== PROBLEM TO SOLVE ==
In the records that follow, count the lines where the string "before" appears, and give the count with nothing added.

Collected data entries
-- Opening Marker --
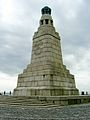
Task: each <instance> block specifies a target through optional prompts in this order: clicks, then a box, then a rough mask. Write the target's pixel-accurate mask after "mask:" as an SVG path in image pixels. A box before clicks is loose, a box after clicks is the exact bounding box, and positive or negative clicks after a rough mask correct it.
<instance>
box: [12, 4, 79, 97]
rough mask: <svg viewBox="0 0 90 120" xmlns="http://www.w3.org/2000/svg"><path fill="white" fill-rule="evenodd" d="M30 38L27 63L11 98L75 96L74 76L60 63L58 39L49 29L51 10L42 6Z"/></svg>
mask: <svg viewBox="0 0 90 120" xmlns="http://www.w3.org/2000/svg"><path fill="white" fill-rule="evenodd" d="M41 12H42V16H41V19H40V26H39V28H38V30H37V32H35V33H34V36H33V44H32V55H31V63H30V64H28V65H27V68H26V69H24V71H23V73H22V74H19V75H18V83H17V87H16V88H15V89H14V92H13V95H15V96H68V95H79V91H78V89H77V88H76V85H75V79H74V75H72V74H70V72H69V70H68V69H67V68H66V66H65V65H64V64H63V60H62V51H61V43H60V41H61V39H60V36H59V34H58V33H57V32H56V31H55V28H54V26H53V19H52V17H51V9H50V8H49V7H47V6H46V7H44V8H42V10H41Z"/></svg>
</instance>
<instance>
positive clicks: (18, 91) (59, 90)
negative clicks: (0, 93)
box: [13, 87, 79, 96]
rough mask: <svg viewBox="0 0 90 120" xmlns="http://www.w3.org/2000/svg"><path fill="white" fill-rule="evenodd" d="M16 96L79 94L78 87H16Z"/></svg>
mask: <svg viewBox="0 0 90 120" xmlns="http://www.w3.org/2000/svg"><path fill="white" fill-rule="evenodd" d="M13 95H14V96H66V95H68V96H69V95H79V91H78V89H52V88H51V89H33V88H27V87H25V88H16V89H14V93H13Z"/></svg>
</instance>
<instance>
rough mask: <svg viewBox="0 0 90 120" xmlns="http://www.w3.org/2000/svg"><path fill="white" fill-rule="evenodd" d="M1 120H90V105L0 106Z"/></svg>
mask: <svg viewBox="0 0 90 120" xmlns="http://www.w3.org/2000/svg"><path fill="white" fill-rule="evenodd" d="M0 120H90V104H83V105H73V106H60V107H51V106H50V107H49V106H48V107H37V106H36V107H35V106H31V107H30V106H29V107H25V106H10V105H0Z"/></svg>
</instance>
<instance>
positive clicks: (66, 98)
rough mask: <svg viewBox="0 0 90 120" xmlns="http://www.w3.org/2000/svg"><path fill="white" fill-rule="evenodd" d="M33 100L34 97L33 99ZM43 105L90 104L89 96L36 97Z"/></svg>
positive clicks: (58, 96)
mask: <svg viewBox="0 0 90 120" xmlns="http://www.w3.org/2000/svg"><path fill="white" fill-rule="evenodd" d="M34 98H35V97H34ZM36 99H38V100H39V101H41V102H43V103H50V104H57V105H73V104H84V103H90V96H64V97H63V96H52V97H41V96H39V97H36Z"/></svg>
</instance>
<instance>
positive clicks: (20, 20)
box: [0, 0, 90, 93]
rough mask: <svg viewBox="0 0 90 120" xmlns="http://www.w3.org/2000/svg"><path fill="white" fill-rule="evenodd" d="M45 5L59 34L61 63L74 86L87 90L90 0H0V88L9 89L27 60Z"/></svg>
mask: <svg viewBox="0 0 90 120" xmlns="http://www.w3.org/2000/svg"><path fill="white" fill-rule="evenodd" d="M46 5H48V6H49V7H50V8H51V9H52V18H53V21H54V26H55V28H56V31H57V32H59V34H60V37H61V43H62V53H63V61H64V64H65V65H66V66H67V68H68V69H69V70H70V72H71V73H72V74H74V75H75V80H76V86H77V88H78V89H80V91H83V90H84V91H89V93H90V77H89V76H90V0H0V91H4V90H5V91H10V90H13V89H14V88H15V87H16V85H17V76H18V74H19V73H22V71H23V69H24V68H25V67H26V65H27V64H29V63H30V56H31V46H32V37H33V34H34V32H35V31H37V28H38V26H39V20H40V17H41V8H42V7H44V6H46Z"/></svg>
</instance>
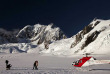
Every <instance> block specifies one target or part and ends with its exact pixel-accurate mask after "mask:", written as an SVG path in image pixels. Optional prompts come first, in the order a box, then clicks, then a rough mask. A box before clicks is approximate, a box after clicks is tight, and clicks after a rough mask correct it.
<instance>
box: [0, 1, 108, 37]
mask: <svg viewBox="0 0 110 74" xmlns="http://www.w3.org/2000/svg"><path fill="white" fill-rule="evenodd" d="M95 17H97V18H99V19H110V0H1V1H0V28H4V29H7V30H12V29H21V28H23V27H24V26H26V25H34V24H37V23H40V24H43V25H48V24H50V23H54V25H56V26H57V27H60V28H61V29H62V30H63V32H64V33H66V35H68V37H71V36H73V35H74V34H76V33H77V32H78V31H80V30H82V29H83V28H84V27H85V26H86V25H88V24H89V23H90V22H91V21H92V20H93V19H94V18H95Z"/></svg>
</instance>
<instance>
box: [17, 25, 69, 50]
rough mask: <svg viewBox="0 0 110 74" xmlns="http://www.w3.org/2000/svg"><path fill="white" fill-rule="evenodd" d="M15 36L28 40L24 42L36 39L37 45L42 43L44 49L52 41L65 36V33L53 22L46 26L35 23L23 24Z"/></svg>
mask: <svg viewBox="0 0 110 74" xmlns="http://www.w3.org/2000/svg"><path fill="white" fill-rule="evenodd" d="M17 38H20V39H25V40H28V41H26V42H29V41H30V42H33V41H37V45H40V44H42V43H44V46H45V48H46V49H48V48H49V44H50V43H52V42H53V41H56V40H60V39H64V38H67V37H66V35H65V34H64V33H63V32H62V31H61V30H60V28H58V27H55V26H54V25H53V24H50V25H48V26H46V25H40V24H36V25H34V26H30V25H28V26H25V27H24V28H23V29H22V30H20V32H19V33H18V35H17Z"/></svg>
-- Closing Marker --
== RESPONSE AREA ==
2